▶ **RECORDS TO USE**:
Segment Open

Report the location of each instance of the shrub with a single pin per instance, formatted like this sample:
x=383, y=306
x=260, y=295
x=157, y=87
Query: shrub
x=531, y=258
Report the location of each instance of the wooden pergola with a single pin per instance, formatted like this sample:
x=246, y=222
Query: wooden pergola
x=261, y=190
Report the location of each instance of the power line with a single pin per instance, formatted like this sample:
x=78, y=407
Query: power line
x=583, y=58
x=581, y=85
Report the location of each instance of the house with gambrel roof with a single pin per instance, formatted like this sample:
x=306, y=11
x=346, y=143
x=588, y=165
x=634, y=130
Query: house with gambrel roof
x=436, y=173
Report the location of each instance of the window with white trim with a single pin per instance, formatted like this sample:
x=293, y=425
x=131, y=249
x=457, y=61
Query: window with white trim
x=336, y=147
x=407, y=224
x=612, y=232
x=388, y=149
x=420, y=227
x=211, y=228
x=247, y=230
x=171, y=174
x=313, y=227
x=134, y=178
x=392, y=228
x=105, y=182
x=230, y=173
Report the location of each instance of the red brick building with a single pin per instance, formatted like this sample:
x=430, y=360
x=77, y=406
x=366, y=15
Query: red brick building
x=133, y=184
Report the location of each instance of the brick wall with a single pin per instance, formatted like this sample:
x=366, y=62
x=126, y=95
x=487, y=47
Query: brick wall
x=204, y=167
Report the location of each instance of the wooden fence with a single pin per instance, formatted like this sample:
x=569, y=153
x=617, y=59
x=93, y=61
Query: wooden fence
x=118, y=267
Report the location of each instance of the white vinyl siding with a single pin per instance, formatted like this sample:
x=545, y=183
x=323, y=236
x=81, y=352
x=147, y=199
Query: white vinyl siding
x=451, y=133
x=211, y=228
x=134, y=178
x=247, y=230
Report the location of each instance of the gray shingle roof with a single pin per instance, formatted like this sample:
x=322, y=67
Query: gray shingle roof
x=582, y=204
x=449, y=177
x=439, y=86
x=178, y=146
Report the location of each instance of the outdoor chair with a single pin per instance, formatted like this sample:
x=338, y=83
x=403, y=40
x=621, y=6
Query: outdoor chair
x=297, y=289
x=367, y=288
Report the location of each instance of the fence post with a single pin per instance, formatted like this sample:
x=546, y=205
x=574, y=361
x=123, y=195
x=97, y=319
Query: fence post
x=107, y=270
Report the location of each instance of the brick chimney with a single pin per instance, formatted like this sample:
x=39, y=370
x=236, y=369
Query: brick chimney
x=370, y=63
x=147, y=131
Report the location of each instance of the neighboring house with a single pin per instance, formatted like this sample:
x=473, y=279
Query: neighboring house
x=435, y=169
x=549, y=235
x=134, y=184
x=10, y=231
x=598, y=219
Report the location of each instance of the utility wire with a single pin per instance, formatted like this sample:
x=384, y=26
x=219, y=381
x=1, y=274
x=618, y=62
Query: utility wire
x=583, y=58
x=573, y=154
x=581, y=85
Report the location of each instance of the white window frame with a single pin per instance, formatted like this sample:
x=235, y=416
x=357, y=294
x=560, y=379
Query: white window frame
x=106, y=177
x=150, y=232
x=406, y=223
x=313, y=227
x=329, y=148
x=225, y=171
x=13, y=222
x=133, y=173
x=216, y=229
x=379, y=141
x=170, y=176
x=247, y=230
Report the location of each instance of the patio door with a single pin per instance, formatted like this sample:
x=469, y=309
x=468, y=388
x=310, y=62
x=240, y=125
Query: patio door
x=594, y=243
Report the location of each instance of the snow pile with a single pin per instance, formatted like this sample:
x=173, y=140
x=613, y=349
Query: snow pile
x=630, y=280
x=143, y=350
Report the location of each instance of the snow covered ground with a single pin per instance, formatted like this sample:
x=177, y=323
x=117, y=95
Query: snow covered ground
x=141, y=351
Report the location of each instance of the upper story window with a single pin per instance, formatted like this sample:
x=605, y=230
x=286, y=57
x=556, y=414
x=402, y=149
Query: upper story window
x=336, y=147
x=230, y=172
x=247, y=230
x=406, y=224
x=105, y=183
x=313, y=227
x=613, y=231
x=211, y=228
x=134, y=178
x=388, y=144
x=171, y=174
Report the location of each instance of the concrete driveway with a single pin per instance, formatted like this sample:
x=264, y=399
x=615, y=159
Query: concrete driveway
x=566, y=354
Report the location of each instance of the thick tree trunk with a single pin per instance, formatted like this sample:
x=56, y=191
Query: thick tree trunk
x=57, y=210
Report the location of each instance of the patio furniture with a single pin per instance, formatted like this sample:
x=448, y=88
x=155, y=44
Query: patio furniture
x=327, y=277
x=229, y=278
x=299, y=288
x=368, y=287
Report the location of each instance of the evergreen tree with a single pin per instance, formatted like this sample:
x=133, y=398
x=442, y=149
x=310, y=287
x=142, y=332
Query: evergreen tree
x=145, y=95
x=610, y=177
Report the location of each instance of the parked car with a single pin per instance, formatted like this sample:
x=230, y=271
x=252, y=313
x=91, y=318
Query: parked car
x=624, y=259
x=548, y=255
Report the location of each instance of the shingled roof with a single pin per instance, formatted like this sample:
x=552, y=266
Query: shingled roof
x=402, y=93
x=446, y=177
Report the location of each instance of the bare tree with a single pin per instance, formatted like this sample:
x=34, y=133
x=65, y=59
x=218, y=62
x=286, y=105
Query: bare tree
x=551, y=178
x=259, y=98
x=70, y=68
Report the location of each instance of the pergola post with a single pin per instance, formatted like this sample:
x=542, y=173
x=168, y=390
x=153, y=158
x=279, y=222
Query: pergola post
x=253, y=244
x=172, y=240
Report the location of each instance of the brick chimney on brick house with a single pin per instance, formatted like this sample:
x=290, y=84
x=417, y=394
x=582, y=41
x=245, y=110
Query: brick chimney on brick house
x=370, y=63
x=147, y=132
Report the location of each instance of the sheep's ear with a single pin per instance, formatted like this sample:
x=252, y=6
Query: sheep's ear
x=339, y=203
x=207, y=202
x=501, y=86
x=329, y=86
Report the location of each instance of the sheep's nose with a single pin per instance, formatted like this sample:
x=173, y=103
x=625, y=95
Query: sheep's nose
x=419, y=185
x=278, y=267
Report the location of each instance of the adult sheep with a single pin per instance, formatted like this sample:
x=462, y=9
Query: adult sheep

Segment Closed

▶ **EXERCISE DIRECTIONS**: Please provide nothing but the number of lines in the records that hold the string "adult".

▶ **RESPONSE AREA**: 2